[DIRECTIVE 1]: Which story titles appear in the following story-collection review? List every one.

[START OF DOCUMENT EXCERPT]

7. "Hyena Hymns" - “He talks shit about Argentina nonstop, says stuff like ‘I would understand if my kids left,’‘They can go if they want, they have passports.’” “Eighty percent of Argentines will say the same thing, and then the minute they hear a zamba they’ll start bawling.” p I love stories that explore the meaning of "home" and the various attitudes we hold about a place we need so much.
8. "Different Colors Made of Tears" - I know I can’t say this in public and I certainly shouldn’t feel it, and I know old people have plenty of problems, solitude and meager pensions and cruel children and getting sick and losing their minds, but I just don’t like them— I don’t like old people. I don’t know what I’ll do when I’m old myself: I hope I die before I get there. It’s a strange feeling: I get the sense that they’re faking. That the aches and pains, the plodding steps, the constant chatter about illnesses and doctors, the smell of their skin, the false or decayed teeth, the same anecdotes told and retold— it’s all an act put on to irritate. p109 I thought I knew what this story was going to do with such blatant ageism on part of the narrator, but I was wrong. I'm not sure at all why it's there.
9. "A Suffering Woman" - A story about sickness, our fear of sickness, and how we are affected emotionally by others' sickness.
10. "The Refrigerator Cemetery" - This is definitely my favorite story in the collection. It's heartbreaking though, and once ago, there's a touch of illness.
11. "A Local Artist" - Some fascinating art content in this one. Enriquez is excellent with description!
12. "Black Eyes" - Just a really excellent twist on the classic vamp.

[END OF DOCUMENT EXCERPT]
[START OF LISTING]

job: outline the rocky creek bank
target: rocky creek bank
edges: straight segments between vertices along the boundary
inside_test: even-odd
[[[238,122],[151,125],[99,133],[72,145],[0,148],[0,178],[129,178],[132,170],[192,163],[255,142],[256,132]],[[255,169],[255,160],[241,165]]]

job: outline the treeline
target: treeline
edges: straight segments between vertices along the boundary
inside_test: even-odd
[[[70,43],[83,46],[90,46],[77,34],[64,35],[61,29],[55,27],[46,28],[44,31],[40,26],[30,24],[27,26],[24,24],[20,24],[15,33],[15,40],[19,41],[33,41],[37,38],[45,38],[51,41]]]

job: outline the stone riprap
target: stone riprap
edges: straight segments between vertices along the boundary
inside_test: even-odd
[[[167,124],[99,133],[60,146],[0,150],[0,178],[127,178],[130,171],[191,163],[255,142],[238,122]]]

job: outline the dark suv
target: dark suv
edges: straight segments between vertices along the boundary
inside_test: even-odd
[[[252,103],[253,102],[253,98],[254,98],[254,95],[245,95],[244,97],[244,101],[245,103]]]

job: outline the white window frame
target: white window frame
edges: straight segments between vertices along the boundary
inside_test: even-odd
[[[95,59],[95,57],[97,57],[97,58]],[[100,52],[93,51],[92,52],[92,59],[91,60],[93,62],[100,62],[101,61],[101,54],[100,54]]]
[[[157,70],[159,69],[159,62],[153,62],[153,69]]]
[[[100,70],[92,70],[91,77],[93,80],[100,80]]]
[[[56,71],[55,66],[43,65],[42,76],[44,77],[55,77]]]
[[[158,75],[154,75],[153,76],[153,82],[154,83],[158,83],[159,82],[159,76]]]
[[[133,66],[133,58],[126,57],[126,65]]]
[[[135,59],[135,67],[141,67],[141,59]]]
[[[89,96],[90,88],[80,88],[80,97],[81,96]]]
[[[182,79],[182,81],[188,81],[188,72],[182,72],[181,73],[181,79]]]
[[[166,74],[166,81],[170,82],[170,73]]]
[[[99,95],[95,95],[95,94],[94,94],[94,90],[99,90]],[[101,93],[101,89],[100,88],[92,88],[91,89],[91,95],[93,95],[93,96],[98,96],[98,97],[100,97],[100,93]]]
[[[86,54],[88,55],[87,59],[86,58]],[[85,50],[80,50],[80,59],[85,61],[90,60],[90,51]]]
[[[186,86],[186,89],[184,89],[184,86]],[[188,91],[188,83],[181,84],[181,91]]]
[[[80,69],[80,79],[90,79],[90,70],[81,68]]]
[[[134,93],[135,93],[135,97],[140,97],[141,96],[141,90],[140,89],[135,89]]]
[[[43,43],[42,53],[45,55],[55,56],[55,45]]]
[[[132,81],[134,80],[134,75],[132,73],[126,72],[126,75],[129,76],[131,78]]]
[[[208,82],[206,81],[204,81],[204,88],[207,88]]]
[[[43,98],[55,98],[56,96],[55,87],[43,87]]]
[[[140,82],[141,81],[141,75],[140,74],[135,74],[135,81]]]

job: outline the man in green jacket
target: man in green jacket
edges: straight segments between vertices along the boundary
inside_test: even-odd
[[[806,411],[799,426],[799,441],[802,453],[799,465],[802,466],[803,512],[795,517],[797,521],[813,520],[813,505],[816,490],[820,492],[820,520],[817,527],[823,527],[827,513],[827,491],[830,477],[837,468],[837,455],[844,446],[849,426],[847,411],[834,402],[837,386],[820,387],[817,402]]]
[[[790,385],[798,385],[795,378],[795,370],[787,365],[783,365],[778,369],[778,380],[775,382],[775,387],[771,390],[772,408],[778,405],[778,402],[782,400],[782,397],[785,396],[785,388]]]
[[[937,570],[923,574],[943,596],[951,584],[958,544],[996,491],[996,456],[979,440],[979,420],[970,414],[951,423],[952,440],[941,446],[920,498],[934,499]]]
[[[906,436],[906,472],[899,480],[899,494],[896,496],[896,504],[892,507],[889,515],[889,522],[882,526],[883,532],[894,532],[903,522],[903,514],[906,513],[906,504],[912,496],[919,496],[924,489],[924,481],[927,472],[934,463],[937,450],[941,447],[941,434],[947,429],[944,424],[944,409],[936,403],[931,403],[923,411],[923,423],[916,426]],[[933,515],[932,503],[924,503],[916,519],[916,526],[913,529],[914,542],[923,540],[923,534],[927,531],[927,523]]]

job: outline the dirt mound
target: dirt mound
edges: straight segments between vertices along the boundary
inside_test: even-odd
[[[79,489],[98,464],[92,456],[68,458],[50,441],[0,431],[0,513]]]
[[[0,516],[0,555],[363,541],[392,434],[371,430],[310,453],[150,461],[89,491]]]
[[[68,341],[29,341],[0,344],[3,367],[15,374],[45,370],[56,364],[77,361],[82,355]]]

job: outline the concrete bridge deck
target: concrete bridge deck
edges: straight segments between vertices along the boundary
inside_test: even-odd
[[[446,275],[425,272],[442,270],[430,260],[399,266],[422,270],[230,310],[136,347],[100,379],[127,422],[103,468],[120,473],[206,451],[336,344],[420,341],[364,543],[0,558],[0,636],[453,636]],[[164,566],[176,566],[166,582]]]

[END OF LISTING]

[DIRECTIVE 2]: Which lines in the rows above contain the word "bridge"? Gather each of them.

[RESPONSE 1]:
Hyena Hymns
Different Colors Made of Tears
A Suffering Woman
The Refrigerator Cemetery
A Local Artist
Black Eyes

[RESPONSE 2]:
job: outline the concrete bridge deck
target: concrete bridge deck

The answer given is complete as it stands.